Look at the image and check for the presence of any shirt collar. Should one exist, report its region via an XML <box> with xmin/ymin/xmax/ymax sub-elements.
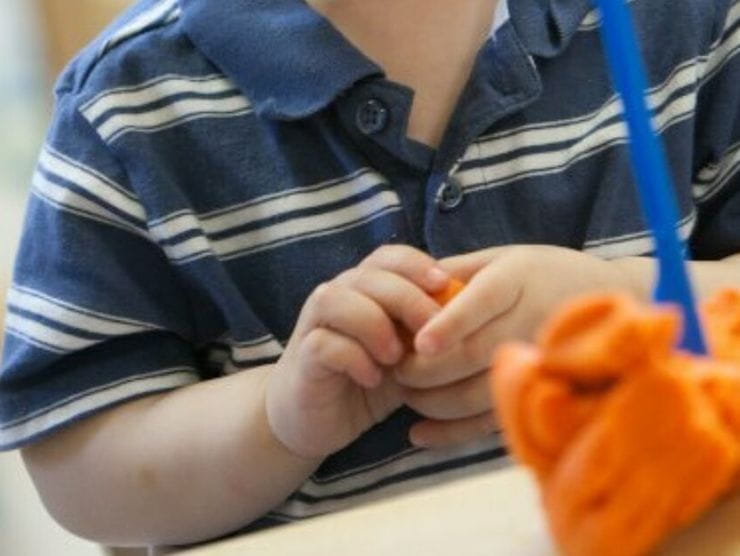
<box><xmin>179</xmin><ymin>0</ymin><xmax>590</xmax><ymax>120</ymax></box>
<box><xmin>180</xmin><ymin>0</ymin><xmax>382</xmax><ymax>120</ymax></box>
<box><xmin>502</xmin><ymin>0</ymin><xmax>592</xmax><ymax>58</ymax></box>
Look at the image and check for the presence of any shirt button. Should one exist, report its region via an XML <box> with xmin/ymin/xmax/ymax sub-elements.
<box><xmin>439</xmin><ymin>177</ymin><xmax>463</xmax><ymax>212</ymax></box>
<box><xmin>356</xmin><ymin>98</ymin><xmax>388</xmax><ymax>135</ymax></box>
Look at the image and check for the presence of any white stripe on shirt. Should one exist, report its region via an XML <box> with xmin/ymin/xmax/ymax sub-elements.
<box><xmin>7</xmin><ymin>285</ymin><xmax>158</xmax><ymax>336</ymax></box>
<box><xmin>80</xmin><ymin>74</ymin><xmax>236</xmax><ymax>122</ymax></box>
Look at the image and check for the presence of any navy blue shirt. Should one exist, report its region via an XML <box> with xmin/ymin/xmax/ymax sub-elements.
<box><xmin>0</xmin><ymin>0</ymin><xmax>740</xmax><ymax>527</ymax></box>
• • •
What you will do >>
Express all of the data above as a two-column CSV headed input and output, with each row holding one text and its answer. Put each in a single quoted field with line breaks replaced by spaces, and leave out the pictures.

Response to the task >>
input,output
"Look at the image and check for the presence of any shirt collar. Should one exist, report its region via an XML <box> with xmin/ymin/xmax/ymax sub-elements.","<box><xmin>179</xmin><ymin>0</ymin><xmax>590</xmax><ymax>120</ymax></box> <box><xmin>180</xmin><ymin>0</ymin><xmax>382</xmax><ymax>120</ymax></box> <box><xmin>502</xmin><ymin>0</ymin><xmax>592</xmax><ymax>58</ymax></box>"
"Look at the image and check for the presence of any shirt button. Should one exist, report its region via an XML <box> with xmin/ymin/xmax/ymax sub-elements.","<box><xmin>439</xmin><ymin>177</ymin><xmax>463</xmax><ymax>212</ymax></box> <box><xmin>356</xmin><ymin>98</ymin><xmax>388</xmax><ymax>135</ymax></box>"
"Look at the image and check for the presence of any white stripe on shirt. Should one exist, report its region via an XML <box> with xmin/ymin/xmax/ymax sub-elements.","<box><xmin>7</xmin><ymin>285</ymin><xmax>158</xmax><ymax>336</ymax></box> <box><xmin>80</xmin><ymin>74</ymin><xmax>236</xmax><ymax>122</ymax></box>"
"Look at the image and check for the presence of any navy blue shirt. Should one exist, report its region via an XML <box> with xmin/ymin/xmax/ymax sub-elements.","<box><xmin>0</xmin><ymin>0</ymin><xmax>740</xmax><ymax>527</ymax></box>"